### What the task requires
Edit the stretch of the records below from the line containing "the pear in" through the end of the records by replacing "shelled walnut" with "cracked walnut" and leaving everything else unchanged. Give only those edited lines.

### Information supplied
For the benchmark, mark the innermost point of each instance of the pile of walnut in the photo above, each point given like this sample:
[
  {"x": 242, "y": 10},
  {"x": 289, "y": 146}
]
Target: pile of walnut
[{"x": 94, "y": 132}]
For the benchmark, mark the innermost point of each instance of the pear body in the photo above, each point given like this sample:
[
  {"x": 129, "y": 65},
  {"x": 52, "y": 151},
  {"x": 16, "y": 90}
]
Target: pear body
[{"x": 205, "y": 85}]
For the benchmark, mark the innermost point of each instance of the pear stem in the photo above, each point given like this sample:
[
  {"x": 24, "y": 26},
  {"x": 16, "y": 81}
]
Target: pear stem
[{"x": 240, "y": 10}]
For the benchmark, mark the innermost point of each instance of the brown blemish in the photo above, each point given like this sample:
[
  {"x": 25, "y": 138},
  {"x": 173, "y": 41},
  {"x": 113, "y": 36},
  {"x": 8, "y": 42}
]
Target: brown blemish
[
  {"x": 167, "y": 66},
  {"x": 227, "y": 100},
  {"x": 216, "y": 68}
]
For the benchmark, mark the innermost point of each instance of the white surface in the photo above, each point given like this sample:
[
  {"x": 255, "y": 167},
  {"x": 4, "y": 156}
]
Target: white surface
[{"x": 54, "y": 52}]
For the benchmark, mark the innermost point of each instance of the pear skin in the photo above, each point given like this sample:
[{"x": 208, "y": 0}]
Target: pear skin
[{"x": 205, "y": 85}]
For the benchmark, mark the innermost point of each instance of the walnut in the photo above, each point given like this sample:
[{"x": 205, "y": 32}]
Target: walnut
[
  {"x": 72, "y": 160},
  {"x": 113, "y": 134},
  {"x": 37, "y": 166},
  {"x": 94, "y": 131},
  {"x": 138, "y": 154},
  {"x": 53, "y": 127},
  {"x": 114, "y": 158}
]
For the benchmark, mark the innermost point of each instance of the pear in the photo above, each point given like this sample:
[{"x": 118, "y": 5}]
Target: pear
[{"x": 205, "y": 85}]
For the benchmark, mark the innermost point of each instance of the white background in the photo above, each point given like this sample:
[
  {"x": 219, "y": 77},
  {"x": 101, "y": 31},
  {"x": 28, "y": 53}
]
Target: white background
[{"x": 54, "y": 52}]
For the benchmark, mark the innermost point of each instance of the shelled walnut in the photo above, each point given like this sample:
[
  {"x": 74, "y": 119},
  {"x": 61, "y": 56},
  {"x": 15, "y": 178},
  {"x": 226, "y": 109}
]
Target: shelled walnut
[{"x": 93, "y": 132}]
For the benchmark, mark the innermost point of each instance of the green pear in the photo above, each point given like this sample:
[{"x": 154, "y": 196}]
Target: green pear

### Result
For the benchmark, mark the innermost point of each instance of the pear in the photo above, each point given like this sample:
[{"x": 118, "y": 5}]
Target: pear
[{"x": 205, "y": 85}]
For the benchmark, mark the innermost point of each instance of the white background in the photo above, each point given like this sample:
[
  {"x": 219, "y": 77},
  {"x": 101, "y": 31},
  {"x": 28, "y": 53}
]
Target: white background
[{"x": 54, "y": 52}]
For the benchmark, mark the innermost point of each instance of the cracked walnut in the photo above, each point given like this sample:
[
  {"x": 74, "y": 119},
  {"x": 61, "y": 56},
  {"x": 15, "y": 178},
  {"x": 226, "y": 109}
]
Target: cracked walnut
[{"x": 93, "y": 132}]
For the benchmark, mark the innermost point of each instance of the green pear in the photo above, each point given like this sample:
[{"x": 154, "y": 196}]
Target: green pear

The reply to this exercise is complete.